→ **PROBLEM TO SOLVE**:
Report each line in the items below that contains the word "shirt". Match case exactly.

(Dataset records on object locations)
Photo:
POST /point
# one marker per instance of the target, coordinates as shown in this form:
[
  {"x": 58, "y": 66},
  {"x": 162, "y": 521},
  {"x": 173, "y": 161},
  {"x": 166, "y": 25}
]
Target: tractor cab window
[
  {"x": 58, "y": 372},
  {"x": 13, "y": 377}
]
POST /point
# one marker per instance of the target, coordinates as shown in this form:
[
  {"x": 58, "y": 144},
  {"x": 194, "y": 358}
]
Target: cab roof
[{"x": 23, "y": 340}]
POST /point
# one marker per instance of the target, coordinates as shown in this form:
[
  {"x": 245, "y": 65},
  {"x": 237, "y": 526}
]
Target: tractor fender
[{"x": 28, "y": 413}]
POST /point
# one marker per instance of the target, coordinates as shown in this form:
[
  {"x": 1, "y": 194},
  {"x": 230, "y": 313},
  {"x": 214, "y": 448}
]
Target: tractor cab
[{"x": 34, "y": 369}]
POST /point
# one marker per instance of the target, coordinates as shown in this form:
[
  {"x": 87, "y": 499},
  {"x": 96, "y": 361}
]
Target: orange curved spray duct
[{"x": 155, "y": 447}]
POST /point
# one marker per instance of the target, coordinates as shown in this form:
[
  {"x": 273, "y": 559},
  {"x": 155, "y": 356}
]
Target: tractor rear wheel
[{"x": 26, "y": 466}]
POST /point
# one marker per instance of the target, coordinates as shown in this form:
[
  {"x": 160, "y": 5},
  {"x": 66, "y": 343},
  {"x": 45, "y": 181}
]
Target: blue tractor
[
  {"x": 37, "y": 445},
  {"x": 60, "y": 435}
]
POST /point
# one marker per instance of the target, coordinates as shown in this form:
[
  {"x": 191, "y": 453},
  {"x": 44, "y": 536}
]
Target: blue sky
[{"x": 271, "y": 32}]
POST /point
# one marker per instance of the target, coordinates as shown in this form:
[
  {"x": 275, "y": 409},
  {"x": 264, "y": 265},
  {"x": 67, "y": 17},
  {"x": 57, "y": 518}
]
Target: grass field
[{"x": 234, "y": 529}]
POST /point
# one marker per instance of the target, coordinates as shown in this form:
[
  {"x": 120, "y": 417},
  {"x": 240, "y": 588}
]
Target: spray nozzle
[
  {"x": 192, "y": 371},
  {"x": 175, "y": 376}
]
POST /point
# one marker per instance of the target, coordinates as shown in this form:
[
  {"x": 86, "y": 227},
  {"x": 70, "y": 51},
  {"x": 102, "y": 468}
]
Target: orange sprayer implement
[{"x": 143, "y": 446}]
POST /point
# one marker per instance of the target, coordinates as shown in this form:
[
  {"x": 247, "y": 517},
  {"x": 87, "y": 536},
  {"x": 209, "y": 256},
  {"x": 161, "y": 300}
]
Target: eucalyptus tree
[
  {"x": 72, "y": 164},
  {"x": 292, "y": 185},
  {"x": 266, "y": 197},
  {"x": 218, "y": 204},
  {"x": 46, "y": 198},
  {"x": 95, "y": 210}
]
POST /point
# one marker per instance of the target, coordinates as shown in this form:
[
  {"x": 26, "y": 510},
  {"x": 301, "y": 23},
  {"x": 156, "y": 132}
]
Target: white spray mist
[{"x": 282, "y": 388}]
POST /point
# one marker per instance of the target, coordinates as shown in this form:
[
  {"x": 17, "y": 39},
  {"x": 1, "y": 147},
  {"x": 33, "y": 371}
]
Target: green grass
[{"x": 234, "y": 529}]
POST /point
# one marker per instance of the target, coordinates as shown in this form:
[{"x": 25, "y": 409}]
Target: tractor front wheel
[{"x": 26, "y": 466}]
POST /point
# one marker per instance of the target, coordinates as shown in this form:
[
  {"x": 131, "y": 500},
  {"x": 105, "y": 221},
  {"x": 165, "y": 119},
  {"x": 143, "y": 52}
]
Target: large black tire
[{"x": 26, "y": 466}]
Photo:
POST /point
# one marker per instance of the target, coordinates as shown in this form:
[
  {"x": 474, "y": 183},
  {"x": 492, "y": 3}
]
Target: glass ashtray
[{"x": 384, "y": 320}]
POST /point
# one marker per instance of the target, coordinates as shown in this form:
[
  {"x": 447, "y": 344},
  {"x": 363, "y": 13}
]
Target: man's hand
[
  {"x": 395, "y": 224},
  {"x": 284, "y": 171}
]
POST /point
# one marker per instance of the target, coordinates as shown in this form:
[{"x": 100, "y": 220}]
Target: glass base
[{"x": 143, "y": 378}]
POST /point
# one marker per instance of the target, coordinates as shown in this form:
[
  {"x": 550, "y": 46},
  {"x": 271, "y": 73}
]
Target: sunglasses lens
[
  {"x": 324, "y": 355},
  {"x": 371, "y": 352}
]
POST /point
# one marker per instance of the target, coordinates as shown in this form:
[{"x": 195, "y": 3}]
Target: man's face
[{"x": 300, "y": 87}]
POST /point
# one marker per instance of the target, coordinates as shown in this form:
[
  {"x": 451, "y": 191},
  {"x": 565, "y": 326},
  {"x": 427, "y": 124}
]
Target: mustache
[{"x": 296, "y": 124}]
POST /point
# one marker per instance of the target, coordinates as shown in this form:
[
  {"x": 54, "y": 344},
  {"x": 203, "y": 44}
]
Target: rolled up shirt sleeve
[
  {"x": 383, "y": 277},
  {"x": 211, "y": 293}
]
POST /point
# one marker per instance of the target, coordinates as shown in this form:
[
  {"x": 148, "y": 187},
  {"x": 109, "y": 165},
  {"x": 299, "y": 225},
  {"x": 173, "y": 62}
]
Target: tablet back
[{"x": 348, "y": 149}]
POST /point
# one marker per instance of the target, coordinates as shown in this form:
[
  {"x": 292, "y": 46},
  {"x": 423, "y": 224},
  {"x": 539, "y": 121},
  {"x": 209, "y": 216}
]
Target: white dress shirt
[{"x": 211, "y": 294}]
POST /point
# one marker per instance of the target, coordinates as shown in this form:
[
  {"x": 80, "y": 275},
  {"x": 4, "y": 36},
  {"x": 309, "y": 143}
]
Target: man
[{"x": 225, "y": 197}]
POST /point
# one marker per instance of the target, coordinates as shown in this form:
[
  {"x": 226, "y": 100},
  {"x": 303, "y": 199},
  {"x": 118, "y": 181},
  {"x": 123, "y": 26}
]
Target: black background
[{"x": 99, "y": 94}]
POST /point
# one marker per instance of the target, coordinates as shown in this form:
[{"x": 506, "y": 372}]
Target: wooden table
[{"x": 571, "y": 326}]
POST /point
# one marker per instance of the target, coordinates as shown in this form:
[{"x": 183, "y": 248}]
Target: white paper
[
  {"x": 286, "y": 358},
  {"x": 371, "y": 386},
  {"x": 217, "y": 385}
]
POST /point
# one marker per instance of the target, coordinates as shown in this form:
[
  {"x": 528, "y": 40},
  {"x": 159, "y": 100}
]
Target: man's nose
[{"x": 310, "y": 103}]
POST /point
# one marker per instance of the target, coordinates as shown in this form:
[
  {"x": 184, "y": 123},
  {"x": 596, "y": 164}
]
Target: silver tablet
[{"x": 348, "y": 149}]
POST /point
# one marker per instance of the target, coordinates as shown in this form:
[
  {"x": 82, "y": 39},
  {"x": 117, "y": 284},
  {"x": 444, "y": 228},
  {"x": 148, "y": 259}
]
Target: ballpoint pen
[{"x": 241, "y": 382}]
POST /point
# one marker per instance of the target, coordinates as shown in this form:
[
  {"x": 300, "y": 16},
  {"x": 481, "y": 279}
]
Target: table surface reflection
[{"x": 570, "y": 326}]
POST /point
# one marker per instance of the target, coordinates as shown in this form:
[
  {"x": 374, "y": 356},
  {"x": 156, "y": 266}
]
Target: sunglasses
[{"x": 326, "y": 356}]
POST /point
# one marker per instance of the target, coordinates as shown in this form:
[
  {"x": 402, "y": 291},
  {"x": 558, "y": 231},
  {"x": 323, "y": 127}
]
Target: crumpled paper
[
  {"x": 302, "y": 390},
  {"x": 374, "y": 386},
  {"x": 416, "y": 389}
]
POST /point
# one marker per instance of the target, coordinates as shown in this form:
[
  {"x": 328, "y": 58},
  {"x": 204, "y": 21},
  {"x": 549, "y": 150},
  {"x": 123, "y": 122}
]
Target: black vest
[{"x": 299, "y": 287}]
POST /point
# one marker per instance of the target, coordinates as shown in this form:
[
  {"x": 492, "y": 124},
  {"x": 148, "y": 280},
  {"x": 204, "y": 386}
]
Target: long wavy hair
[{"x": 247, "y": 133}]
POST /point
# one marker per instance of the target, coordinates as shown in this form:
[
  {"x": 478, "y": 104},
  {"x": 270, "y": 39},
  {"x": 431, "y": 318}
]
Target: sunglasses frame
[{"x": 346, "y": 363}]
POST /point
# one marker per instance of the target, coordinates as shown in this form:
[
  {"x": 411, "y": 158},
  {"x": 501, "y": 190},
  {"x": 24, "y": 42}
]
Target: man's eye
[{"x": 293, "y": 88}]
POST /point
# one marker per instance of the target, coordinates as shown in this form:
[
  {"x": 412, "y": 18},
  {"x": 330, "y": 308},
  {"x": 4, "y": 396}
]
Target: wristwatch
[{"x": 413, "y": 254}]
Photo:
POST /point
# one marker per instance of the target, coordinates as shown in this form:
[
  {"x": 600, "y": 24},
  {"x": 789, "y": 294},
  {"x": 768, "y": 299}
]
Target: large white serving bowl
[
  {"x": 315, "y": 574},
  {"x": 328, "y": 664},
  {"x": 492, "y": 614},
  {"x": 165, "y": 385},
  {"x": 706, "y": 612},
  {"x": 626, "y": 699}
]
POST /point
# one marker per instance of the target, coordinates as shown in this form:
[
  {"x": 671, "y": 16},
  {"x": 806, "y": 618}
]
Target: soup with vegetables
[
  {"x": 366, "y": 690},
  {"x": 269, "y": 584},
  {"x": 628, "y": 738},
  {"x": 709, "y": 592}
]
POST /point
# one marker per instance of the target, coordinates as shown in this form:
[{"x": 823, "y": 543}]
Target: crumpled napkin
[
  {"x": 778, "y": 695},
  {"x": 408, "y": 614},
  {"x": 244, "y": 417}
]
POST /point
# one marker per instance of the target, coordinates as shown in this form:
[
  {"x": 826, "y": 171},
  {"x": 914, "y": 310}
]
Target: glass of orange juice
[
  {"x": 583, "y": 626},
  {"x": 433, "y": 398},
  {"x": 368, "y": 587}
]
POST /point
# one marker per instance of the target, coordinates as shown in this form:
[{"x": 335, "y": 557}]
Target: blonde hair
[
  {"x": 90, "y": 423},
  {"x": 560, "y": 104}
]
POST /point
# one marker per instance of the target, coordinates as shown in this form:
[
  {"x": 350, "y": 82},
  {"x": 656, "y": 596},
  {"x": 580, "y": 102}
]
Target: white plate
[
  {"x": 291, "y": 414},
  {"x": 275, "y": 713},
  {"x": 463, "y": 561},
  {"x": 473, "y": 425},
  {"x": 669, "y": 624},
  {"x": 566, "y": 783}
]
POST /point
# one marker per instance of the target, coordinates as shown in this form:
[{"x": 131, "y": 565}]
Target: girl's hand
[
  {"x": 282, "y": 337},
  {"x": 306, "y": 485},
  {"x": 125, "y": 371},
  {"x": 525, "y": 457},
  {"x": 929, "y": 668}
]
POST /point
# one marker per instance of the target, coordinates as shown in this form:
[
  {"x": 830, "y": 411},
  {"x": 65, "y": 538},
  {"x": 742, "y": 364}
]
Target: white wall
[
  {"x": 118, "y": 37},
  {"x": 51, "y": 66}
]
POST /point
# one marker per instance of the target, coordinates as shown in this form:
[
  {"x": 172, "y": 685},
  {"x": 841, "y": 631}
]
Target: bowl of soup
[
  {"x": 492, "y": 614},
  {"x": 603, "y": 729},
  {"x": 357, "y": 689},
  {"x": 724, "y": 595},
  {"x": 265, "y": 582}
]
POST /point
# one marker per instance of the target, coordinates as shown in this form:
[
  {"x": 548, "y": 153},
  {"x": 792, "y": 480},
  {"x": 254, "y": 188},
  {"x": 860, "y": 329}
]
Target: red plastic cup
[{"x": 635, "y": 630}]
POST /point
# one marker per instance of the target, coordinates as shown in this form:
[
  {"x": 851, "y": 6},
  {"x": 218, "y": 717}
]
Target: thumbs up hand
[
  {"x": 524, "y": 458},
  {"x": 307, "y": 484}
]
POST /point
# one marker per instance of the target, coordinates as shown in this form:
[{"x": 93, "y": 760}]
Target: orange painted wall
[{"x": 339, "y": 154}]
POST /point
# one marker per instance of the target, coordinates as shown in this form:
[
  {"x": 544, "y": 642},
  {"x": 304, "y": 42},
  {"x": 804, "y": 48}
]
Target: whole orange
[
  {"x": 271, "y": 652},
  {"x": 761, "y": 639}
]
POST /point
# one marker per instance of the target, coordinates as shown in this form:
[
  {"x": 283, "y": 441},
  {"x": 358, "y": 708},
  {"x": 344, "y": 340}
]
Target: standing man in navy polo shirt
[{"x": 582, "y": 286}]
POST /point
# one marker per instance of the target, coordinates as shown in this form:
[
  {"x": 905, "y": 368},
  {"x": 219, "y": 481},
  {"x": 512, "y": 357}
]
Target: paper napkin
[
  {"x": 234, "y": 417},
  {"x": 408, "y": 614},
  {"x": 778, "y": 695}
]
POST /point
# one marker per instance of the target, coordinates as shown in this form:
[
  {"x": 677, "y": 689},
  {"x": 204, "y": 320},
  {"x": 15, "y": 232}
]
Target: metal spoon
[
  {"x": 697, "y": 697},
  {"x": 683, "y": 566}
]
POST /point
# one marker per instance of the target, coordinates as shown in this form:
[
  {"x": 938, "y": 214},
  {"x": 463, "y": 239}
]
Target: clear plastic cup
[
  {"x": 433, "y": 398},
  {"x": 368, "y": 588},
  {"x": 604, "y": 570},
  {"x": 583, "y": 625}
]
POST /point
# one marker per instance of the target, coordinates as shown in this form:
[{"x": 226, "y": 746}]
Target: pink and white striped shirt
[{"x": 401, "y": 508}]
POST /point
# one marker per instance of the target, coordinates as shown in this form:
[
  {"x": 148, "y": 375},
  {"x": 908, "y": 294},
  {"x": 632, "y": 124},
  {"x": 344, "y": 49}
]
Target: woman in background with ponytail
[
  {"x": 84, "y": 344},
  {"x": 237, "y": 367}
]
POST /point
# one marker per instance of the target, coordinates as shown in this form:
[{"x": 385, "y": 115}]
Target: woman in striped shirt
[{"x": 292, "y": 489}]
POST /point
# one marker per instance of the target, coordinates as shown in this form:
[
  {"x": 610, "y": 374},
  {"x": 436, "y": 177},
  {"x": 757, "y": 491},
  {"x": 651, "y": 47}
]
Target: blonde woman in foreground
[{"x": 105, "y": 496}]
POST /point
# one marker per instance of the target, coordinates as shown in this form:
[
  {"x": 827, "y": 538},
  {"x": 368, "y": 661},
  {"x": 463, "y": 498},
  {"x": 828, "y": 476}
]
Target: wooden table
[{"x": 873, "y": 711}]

→ **SOLUTION TO THE EXERCISE**:
Target: rolled up shirt sleeve
Target: white dress shirt
Target: standing man in navy polo shirt
Target: pink and white striped shirt
Target: woman in striped shirt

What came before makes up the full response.